* Description of the task *
Will you output every one of the rows below unchanged, leaving the pictures out?

+--

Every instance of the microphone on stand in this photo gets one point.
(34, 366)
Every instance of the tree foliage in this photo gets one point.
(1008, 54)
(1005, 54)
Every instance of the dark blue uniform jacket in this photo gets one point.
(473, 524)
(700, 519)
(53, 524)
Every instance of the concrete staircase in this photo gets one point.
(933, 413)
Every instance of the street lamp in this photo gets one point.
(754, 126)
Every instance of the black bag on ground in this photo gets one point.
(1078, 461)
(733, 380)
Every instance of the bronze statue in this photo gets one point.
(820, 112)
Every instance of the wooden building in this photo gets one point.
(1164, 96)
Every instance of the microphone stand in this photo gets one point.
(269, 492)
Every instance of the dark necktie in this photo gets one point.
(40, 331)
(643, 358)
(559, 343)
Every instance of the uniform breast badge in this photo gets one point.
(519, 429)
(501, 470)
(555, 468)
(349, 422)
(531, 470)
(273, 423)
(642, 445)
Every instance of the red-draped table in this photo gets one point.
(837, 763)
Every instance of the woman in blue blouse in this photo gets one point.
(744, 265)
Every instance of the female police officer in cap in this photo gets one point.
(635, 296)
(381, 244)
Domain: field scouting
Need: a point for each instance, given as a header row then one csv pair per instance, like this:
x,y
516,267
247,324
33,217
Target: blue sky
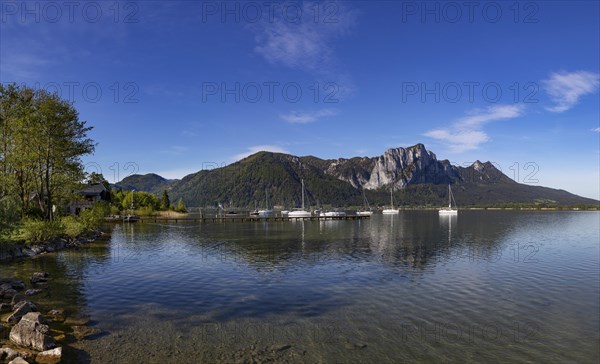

+--

* The output *
Every instance of the microphone on stand in this photo gets one point.
(34, 366)
Every instance of the tree foliage in this photo gets one point.
(1008, 54)
(1005, 54)
Every instance of the dark blue uniform jacket in this photo gets one point.
(473, 524)
(700, 519)
(53, 524)
Every instance of the concrete staircase in this photo gets one point.
(933, 413)
Every instance of the street lamp in this photo gets one point.
(754, 126)
Every instance of the black bag on ground in this photo gets one point.
(1078, 461)
(733, 380)
Every instance of the bronze statue in this photo gets one point.
(820, 112)
Every instance of the wooden building in this photo gets one point.
(1164, 96)
Every instance of the microphone stand in this photo gets one point.
(269, 492)
Every instance of the dark necktie in this photo gets one point.
(40, 331)
(643, 358)
(559, 343)
Every instance of the uniform breast badge in this photo gets one point.
(519, 429)
(501, 470)
(555, 468)
(349, 422)
(531, 470)
(273, 423)
(642, 445)
Every instance of the red-draped table in this photo gets one point.
(837, 763)
Every instance of the woman in blue blouse in this photo gets one point.
(744, 265)
Every instance of the female police officer in cap in this photo gets one point.
(635, 296)
(381, 244)
Domain: field scouting
Need: a point for each instance, given as a header row then one csv pair per instance, like this:
x,y
516,267
247,324
33,217
Target: blue sky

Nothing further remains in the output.